[Location identification items]
────────

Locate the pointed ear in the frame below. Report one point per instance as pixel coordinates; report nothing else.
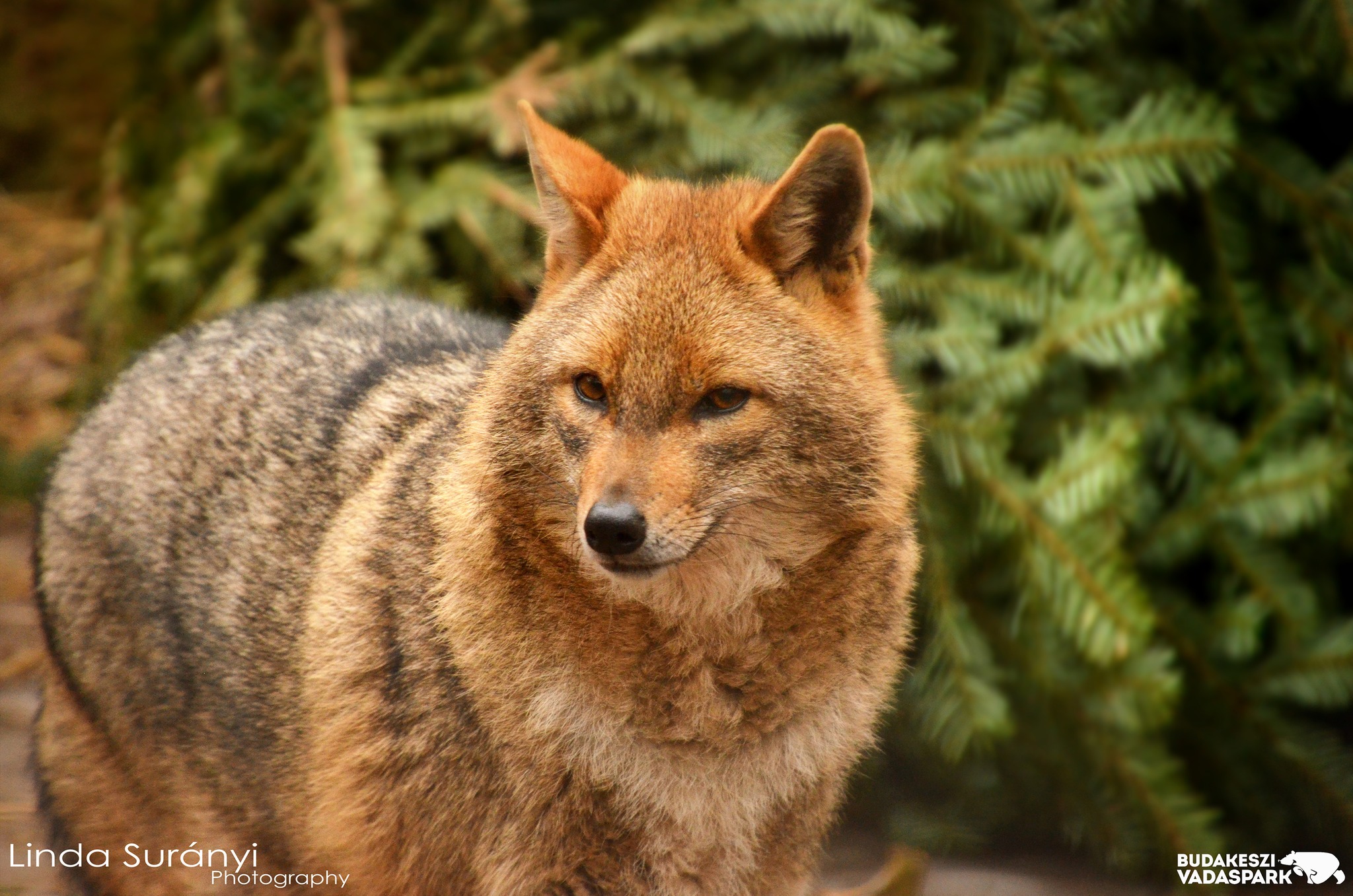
(575, 187)
(813, 222)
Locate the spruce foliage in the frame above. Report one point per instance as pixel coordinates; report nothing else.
(1115, 238)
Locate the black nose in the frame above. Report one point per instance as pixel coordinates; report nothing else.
(614, 529)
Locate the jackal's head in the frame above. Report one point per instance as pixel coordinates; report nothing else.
(698, 401)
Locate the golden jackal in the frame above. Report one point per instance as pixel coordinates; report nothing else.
(604, 604)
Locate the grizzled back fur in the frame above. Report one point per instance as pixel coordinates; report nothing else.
(325, 576)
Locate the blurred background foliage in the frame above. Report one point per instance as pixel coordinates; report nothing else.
(1114, 237)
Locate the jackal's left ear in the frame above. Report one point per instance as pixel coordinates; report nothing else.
(815, 221)
(575, 187)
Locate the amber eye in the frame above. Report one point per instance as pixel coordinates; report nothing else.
(589, 388)
(723, 400)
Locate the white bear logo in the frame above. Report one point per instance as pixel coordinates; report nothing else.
(1315, 868)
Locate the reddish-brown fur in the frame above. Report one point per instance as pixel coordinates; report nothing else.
(551, 724)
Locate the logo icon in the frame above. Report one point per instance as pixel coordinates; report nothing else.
(1315, 868)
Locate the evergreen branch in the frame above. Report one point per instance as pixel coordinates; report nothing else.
(1107, 626)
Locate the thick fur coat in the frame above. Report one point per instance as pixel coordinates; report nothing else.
(321, 576)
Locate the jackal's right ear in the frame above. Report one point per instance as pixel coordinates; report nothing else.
(812, 226)
(575, 187)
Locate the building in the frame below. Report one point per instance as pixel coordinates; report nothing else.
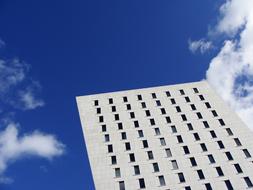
(176, 137)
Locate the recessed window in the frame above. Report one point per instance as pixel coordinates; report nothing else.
(162, 142)
(211, 159)
(150, 155)
(219, 171)
(137, 170)
(132, 157)
(142, 183)
(156, 167)
(200, 174)
(181, 177)
(161, 180)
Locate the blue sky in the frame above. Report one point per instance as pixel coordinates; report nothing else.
(84, 47)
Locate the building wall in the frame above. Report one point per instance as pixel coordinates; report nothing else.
(100, 160)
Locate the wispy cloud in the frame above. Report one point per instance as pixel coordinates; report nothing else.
(201, 46)
(19, 91)
(231, 71)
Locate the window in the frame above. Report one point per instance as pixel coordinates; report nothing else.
(181, 177)
(211, 159)
(229, 185)
(161, 180)
(179, 139)
(122, 185)
(173, 129)
(187, 99)
(140, 133)
(195, 90)
(207, 105)
(95, 102)
(128, 146)
(200, 174)
(220, 144)
(137, 170)
(203, 147)
(120, 126)
(150, 155)
(110, 101)
(184, 117)
(98, 110)
(201, 97)
(103, 128)
(186, 150)
(213, 135)
(152, 122)
(114, 160)
(193, 107)
(153, 95)
(193, 161)
(219, 171)
(107, 138)
(206, 125)
(238, 168)
(173, 101)
(132, 115)
(167, 93)
(124, 99)
(208, 186)
(101, 119)
(158, 103)
(214, 113)
(157, 131)
(174, 164)
(178, 109)
(113, 108)
(222, 123)
(117, 172)
(142, 183)
(199, 115)
(156, 167)
(162, 142)
(182, 92)
(145, 143)
(123, 136)
(248, 181)
(189, 125)
(132, 157)
(229, 131)
(168, 152)
(229, 156)
(116, 116)
(110, 148)
(147, 113)
(246, 152)
(237, 142)
(163, 111)
(136, 124)
(168, 120)
(196, 136)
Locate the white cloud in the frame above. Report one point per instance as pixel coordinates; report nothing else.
(231, 71)
(199, 45)
(14, 147)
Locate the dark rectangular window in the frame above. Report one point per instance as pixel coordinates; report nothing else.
(142, 183)
(200, 174)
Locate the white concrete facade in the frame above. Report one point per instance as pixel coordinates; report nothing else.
(211, 141)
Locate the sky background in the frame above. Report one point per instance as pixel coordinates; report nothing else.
(86, 47)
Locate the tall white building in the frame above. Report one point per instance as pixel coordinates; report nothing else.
(176, 137)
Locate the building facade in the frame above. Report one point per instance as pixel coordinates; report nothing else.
(176, 137)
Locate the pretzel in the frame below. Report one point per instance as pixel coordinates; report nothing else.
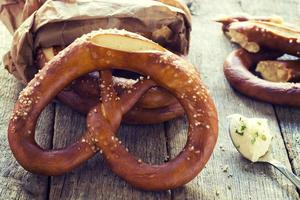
(156, 105)
(264, 40)
(279, 70)
(87, 86)
(102, 50)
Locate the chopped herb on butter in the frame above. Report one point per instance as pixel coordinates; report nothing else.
(253, 140)
(242, 128)
(263, 137)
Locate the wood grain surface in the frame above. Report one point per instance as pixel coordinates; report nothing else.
(226, 176)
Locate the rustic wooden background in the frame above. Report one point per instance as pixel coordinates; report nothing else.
(59, 126)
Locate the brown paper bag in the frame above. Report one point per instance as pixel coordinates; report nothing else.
(58, 23)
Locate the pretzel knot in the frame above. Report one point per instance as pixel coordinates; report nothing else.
(263, 41)
(102, 51)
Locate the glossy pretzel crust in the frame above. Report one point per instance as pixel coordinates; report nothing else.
(156, 105)
(266, 39)
(94, 53)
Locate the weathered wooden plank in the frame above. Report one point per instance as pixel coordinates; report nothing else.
(288, 117)
(94, 180)
(15, 182)
(242, 180)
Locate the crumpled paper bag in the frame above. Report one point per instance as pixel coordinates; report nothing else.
(58, 23)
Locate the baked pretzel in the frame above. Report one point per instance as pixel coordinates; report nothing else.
(264, 40)
(87, 86)
(155, 106)
(102, 50)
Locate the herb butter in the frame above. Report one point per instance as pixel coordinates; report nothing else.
(251, 136)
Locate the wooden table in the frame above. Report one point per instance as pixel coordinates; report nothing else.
(59, 126)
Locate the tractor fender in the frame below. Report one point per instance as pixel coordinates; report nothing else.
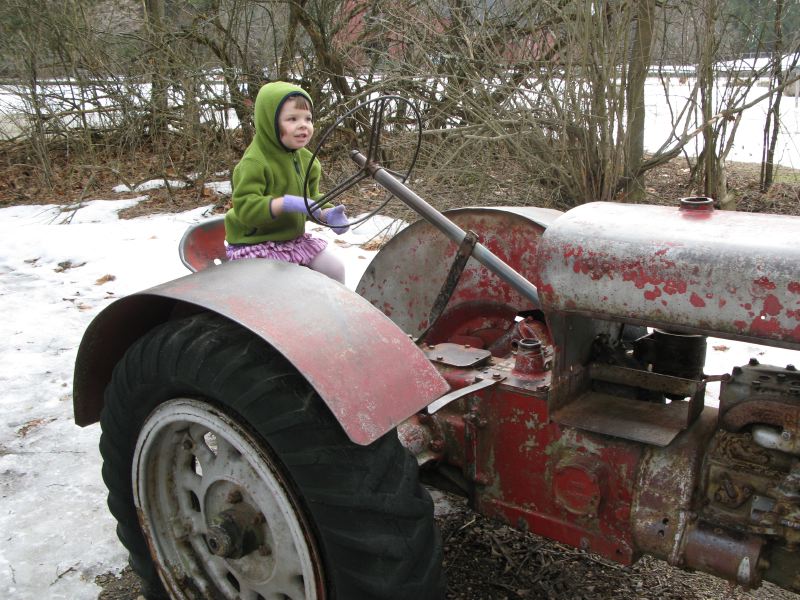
(364, 367)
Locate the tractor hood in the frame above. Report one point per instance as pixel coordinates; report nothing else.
(689, 268)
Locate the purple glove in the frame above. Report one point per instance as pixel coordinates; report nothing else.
(337, 220)
(298, 204)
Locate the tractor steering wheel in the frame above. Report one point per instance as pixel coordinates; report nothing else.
(371, 118)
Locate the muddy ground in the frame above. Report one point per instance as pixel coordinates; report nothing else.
(483, 560)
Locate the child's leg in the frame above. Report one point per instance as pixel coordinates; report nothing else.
(327, 263)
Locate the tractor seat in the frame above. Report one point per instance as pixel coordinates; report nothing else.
(203, 244)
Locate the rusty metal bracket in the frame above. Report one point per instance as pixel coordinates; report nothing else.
(460, 393)
(448, 287)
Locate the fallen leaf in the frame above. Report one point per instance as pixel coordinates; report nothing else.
(31, 425)
(105, 279)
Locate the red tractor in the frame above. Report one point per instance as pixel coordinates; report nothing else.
(266, 431)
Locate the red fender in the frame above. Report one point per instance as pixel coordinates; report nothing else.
(364, 367)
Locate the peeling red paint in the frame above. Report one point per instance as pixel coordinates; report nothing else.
(772, 306)
(769, 327)
(764, 282)
(652, 294)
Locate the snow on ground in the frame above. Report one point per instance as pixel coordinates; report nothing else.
(58, 269)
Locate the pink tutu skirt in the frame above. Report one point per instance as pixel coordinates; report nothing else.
(300, 250)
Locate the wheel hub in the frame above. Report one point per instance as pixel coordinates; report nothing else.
(216, 511)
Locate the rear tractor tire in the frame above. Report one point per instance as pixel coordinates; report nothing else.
(244, 484)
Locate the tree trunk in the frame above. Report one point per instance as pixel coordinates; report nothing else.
(158, 76)
(773, 121)
(637, 77)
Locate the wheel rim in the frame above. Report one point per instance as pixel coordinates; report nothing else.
(218, 514)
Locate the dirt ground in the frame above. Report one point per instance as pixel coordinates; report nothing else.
(483, 560)
(487, 561)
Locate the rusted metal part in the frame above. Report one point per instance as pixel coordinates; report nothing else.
(720, 273)
(460, 393)
(339, 342)
(530, 359)
(764, 394)
(665, 486)
(453, 275)
(677, 386)
(404, 279)
(202, 245)
(627, 418)
(456, 355)
(579, 484)
(480, 252)
(725, 553)
(564, 484)
(773, 439)
(422, 436)
(753, 489)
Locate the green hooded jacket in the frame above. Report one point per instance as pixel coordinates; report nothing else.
(269, 170)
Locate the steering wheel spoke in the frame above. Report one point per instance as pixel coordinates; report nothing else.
(382, 113)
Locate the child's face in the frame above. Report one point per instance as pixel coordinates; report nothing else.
(295, 125)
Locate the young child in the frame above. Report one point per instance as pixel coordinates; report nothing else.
(269, 214)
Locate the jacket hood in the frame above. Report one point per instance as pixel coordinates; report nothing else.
(269, 101)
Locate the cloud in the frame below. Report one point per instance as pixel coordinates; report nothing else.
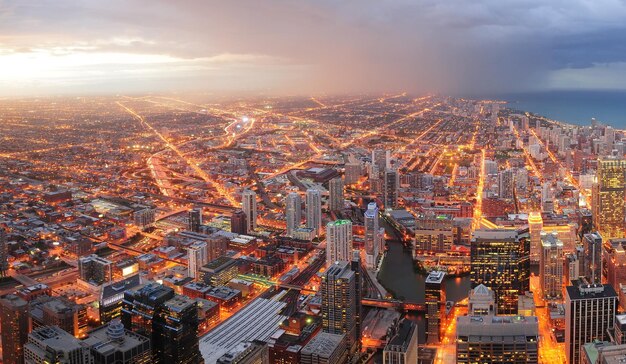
(286, 46)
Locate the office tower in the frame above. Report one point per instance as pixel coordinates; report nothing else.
(4, 252)
(500, 260)
(247, 352)
(506, 184)
(113, 344)
(195, 220)
(198, 256)
(608, 197)
(314, 210)
(335, 199)
(592, 258)
(325, 348)
(352, 173)
(585, 223)
(392, 182)
(497, 339)
(144, 218)
(535, 227)
(169, 320)
(356, 267)
(248, 202)
(50, 344)
(14, 324)
(371, 235)
(615, 259)
(433, 234)
(339, 302)
(551, 266)
(238, 222)
(380, 162)
(59, 311)
(338, 241)
(435, 299)
(402, 345)
(481, 301)
(293, 212)
(95, 270)
(112, 295)
(589, 312)
(547, 197)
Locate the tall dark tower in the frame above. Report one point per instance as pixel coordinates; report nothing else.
(168, 319)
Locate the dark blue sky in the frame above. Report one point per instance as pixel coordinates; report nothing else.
(316, 46)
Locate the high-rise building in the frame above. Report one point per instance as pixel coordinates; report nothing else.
(506, 184)
(4, 252)
(497, 339)
(195, 220)
(589, 312)
(169, 320)
(608, 197)
(248, 202)
(14, 324)
(144, 218)
(314, 210)
(325, 348)
(335, 198)
(500, 260)
(112, 343)
(338, 241)
(238, 222)
(402, 345)
(95, 270)
(551, 266)
(435, 299)
(352, 173)
(592, 258)
(339, 302)
(293, 212)
(371, 235)
(390, 192)
(535, 227)
(50, 344)
(197, 256)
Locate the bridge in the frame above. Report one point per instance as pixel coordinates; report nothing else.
(393, 303)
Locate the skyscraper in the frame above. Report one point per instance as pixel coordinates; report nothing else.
(248, 201)
(4, 252)
(392, 182)
(589, 312)
(500, 259)
(339, 302)
(198, 256)
(238, 223)
(335, 189)
(50, 344)
(293, 212)
(535, 226)
(551, 266)
(371, 235)
(435, 299)
(314, 210)
(14, 324)
(338, 241)
(95, 269)
(608, 197)
(168, 319)
(592, 258)
(195, 220)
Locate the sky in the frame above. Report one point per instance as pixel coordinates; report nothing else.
(310, 46)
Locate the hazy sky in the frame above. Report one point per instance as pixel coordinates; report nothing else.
(316, 46)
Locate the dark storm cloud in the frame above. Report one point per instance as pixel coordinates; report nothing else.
(331, 46)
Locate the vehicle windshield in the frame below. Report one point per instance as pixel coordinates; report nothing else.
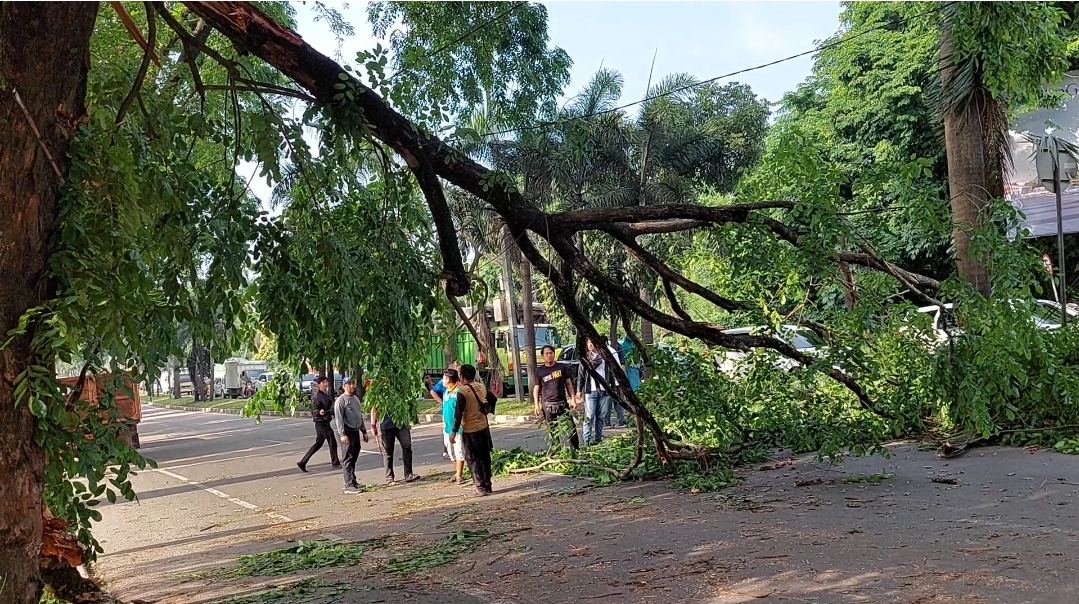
(545, 337)
(804, 339)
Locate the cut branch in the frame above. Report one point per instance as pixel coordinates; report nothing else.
(253, 31)
(669, 274)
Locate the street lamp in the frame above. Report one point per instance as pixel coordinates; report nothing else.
(1056, 162)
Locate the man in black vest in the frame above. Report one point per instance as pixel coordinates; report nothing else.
(552, 396)
(322, 410)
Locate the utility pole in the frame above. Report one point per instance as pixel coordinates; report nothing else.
(510, 307)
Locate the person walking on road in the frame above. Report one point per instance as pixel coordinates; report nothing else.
(597, 399)
(322, 410)
(452, 381)
(349, 415)
(437, 390)
(472, 428)
(552, 396)
(386, 430)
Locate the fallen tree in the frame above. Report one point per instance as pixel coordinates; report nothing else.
(429, 159)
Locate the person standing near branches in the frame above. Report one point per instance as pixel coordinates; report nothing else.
(349, 415)
(595, 396)
(470, 426)
(552, 396)
(437, 390)
(322, 410)
(452, 381)
(386, 430)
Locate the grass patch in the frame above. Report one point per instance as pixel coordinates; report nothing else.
(871, 479)
(505, 407)
(445, 551)
(305, 591)
(322, 553)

────────

### WHAT YOU NEED TO DO
In the listing, starting with the line that contains "Locate the golden" and going on through the line that contains "(1114, 237)", switch "foliage" to "greenery" and leave everything else unchanged. Output only those lines.

### SOLVED EXERCISE
Locate the golden jackal in the frame above. Report one point per instance as pixel coordinates; report nothing else.
(604, 604)
Locate the grizzled back fur in the frame above. Report one point per instance as pixel coordinates; report nothing else.
(325, 576)
Locate the blurred background greenery in the frame above. Report one point per instance as pixel coordinates; report nothing else.
(1114, 237)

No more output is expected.